### ASSIGNMENT
Lines where the string "point" appears are to be copied from the entries below.

### DATASET EXCERPTS

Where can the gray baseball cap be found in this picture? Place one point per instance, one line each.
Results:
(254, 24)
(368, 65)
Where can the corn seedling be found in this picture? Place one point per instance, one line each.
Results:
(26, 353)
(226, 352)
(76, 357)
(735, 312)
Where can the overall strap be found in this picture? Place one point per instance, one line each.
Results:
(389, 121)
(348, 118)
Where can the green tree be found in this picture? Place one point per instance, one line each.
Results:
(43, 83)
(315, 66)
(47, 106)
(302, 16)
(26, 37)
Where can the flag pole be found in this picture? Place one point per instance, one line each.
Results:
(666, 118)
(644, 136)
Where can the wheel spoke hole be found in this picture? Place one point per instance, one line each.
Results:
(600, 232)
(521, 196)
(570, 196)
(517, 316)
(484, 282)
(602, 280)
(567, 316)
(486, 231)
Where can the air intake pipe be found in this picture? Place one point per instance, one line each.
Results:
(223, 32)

---

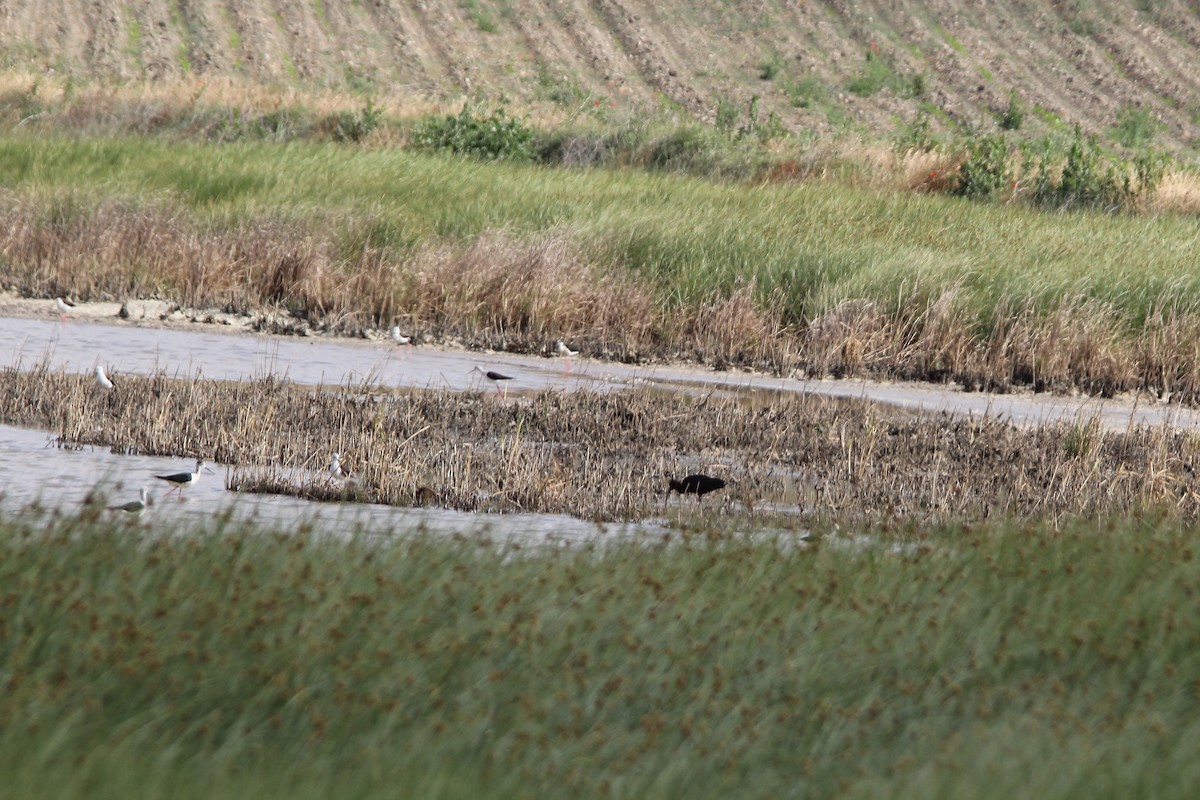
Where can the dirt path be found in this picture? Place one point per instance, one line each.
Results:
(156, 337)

### ANSWER TO THE PROBLEM
Where can the gray baseball cap be found in this picture? Place one point per instance, one line each.
Where can the corn seedling be found in this picture? Place one point per instance, one line each.
Where can the overall strap be found in this picture? Place one point per instance, one line each.
Where can the green tree be found in this picture? Place one point per instance, one line each.
Where can the flag pole be found in this picture? Place one point per instance, one line each.
Where can the wheel spoke hole be found in this picture? Place one point per instance, one line each.
Where can the air intake pipe be found in this picture? Place one point per instance, one line each.
Where can the dirt path be found in this picture? Place one point per instance, one line each.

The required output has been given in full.